(Some records)
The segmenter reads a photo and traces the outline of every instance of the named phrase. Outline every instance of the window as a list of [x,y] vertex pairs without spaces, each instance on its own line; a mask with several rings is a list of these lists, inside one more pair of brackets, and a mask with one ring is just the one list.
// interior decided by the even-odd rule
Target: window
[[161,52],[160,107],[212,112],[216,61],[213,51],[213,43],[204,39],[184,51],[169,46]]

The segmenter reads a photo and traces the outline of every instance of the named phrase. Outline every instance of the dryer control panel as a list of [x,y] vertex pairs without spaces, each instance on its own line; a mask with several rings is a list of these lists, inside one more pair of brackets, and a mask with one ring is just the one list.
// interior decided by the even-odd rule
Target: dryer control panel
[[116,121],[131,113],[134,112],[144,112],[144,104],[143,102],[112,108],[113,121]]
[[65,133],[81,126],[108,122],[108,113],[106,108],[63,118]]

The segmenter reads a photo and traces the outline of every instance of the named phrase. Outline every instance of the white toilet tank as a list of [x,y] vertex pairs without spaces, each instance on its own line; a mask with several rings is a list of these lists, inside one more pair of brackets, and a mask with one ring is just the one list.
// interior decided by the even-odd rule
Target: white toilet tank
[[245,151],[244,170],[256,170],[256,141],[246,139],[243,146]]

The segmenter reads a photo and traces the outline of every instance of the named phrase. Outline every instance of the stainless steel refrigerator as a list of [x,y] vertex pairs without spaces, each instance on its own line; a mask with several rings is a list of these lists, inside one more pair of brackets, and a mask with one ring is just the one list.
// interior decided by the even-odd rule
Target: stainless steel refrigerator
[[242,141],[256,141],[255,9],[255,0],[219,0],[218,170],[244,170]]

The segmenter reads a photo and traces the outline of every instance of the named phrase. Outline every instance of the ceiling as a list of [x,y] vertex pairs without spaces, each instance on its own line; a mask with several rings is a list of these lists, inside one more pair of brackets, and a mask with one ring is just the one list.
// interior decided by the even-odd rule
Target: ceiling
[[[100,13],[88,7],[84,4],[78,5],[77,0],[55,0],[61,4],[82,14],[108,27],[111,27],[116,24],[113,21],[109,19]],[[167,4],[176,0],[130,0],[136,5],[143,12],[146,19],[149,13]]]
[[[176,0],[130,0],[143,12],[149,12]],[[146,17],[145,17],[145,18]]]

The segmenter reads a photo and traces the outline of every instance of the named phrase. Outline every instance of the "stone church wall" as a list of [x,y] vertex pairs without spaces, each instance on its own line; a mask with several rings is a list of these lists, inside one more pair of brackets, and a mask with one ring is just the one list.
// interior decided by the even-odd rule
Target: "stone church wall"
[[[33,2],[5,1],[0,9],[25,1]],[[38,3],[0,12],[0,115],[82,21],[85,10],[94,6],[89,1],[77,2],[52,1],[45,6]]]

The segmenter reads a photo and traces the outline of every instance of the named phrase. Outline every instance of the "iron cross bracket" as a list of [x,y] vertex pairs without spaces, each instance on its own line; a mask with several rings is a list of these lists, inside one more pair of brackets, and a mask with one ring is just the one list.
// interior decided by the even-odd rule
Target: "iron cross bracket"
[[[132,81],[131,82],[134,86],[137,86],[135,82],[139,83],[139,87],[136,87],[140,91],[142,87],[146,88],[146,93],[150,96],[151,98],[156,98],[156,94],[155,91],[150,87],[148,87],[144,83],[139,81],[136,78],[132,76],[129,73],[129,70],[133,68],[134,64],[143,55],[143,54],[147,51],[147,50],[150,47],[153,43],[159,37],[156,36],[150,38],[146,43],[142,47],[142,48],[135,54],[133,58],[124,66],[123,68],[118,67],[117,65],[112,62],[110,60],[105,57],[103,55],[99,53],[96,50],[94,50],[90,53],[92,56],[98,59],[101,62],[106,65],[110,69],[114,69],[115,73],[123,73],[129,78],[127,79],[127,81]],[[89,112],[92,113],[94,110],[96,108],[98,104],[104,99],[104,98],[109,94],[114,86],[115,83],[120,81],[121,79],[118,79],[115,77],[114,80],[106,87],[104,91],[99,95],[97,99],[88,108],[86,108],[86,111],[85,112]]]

▸ **The problem**: Rewrite every line of the listing above as a JSON list of strings, one string per line, leaving out blank lines.

▸ **Output for this task**:
[
  "The segmenter reads a photo and traces the outline of every instance of the named phrase. Outline every instance of the window as a list of [x,y] vertex pairs without spaces, each instance on its own line; a mask with several rings is a list of these lists, inside one more pair of brackets, and a mask with one ring is just the one list.",
  "// interior decided by the even-odd rule",
  "Target: window",
  "[[161,52],[160,107],[212,112],[216,61],[213,51],[213,43],[204,39],[184,51],[169,46]]",
  "The segmenter reads a photo and traces the outline of every instance of the named phrase. Outline every instance of the dryer control panel as a list of [x,y] vertex pairs without spaces, each instance on its own line; a mask with several rings is a list of these lists, inside one more pair of brackets, and a mask with one ring is just the one list.",
  "// interior decided by the even-odd rule",
  "Target: dryer control panel",
  "[[116,121],[131,113],[134,112],[144,112],[144,104],[143,102],[112,108],[113,121]]",
  "[[65,133],[81,126],[108,122],[108,113],[106,108],[63,118]]",
  "The segmenter reads a photo and traces the outline of every instance of the named phrase. Outline every instance of the white toilet tank as a list of [x,y] vertex pairs without spaces, each instance on its own line; a mask with several rings is a list of these lists, inside one more pair of brackets, and a mask with one ring is just the one list.",
  "// interior decided by the even-odd rule",
  "Target: white toilet tank",
  "[[245,151],[244,170],[256,170],[256,141],[246,139],[243,146]]",
  "The segmenter reads a photo and traces the outline of every instance of the named phrase. Outline every instance of the stainless steel refrigerator as a list of [x,y] vertex pairs without spaces, each instance on its own line; a mask with several rings is a list of these lists, inside one more pair of brackets, and a mask with one ring is just the one list.",
  "// interior decided by the even-odd rule",
  "Target: stainless steel refrigerator",
  "[[242,141],[256,141],[255,9],[255,0],[219,0],[218,170],[244,170]]",
  "The segmenter reads a photo and traces the outline of every instance of the named phrase. Outline every instance of the ceiling as a list of [x,y] vertex pairs without spaces, each instance on its own line; a mask with several rings is a list of these lists, inside one more pair of brackets, and a mask with one ring is just the one list.",
  "// interior decided by the even-odd rule",
  "Target: ceiling",
  "[[[100,13],[88,7],[84,4],[78,5],[77,0],[55,0],[61,4],[82,14],[108,27],[111,27],[116,24],[113,21],[109,19]],[[167,4],[176,0],[130,0],[136,5],[143,12],[146,19],[149,13]]]",
  "[[[176,0],[130,0],[143,12],[149,12]],[[146,17],[145,17],[145,18]]]",
  "The segmenter reads a photo and traces the outline of every instance of the named phrase. Outline every instance of the \"stone church wall\" as a list of [x,y] vertex pairs without spaces, each instance on its own line; a mask with several rings is a list of these lists, inside one more pair of brackets, and a mask with one ring is just the one list.",
  "// interior decided by the even-odd rule",
  "Target: \"stone church wall\"",
  "[[[33,2],[5,1],[0,9],[25,1]],[[38,3],[0,12],[0,115],[82,21],[85,10],[94,6],[89,1],[77,2],[52,1],[45,6]]]",
  "The segmenter reads a photo and traces the outline of every instance of the named phrase. Outline every instance of the \"iron cross bracket\" as a list of [x,y] vertex pairs without spaces, each instance on its own line; a mask with several rings is a list of these lists, inside one more pair of brackets, and a mask with one ring is just the one list.",
  "// interior decided by the even-odd rule",
  "Target: \"iron cross bracket\"",
  "[[[132,81],[131,82],[134,86],[137,86],[135,82],[139,83],[139,87],[136,87],[140,91],[142,87],[146,88],[146,93],[150,96],[151,98],[156,98],[156,94],[155,91],[150,87],[148,87],[144,83],[139,81],[136,78],[132,76],[129,73],[129,70],[133,68],[134,64],[143,55],[143,54],[147,51],[147,50],[150,47],[153,43],[159,37],[156,36],[150,38],[146,43],[142,47],[142,48],[135,54],[133,58],[124,66],[123,68],[118,67],[117,65],[112,62],[110,60],[105,57],[103,55],[99,53],[96,50],[94,50],[90,53],[92,56],[98,59],[101,62],[106,65],[110,69],[114,69],[115,73],[123,73],[129,78],[127,79],[127,81]],[[89,112],[92,113],[94,110],[96,108],[98,104],[104,99],[104,98],[109,94],[114,86],[115,83],[120,81],[121,79],[118,79],[115,77],[114,80],[106,87],[104,91],[99,95],[97,99],[88,108],[86,108],[86,111],[85,112]]]"
]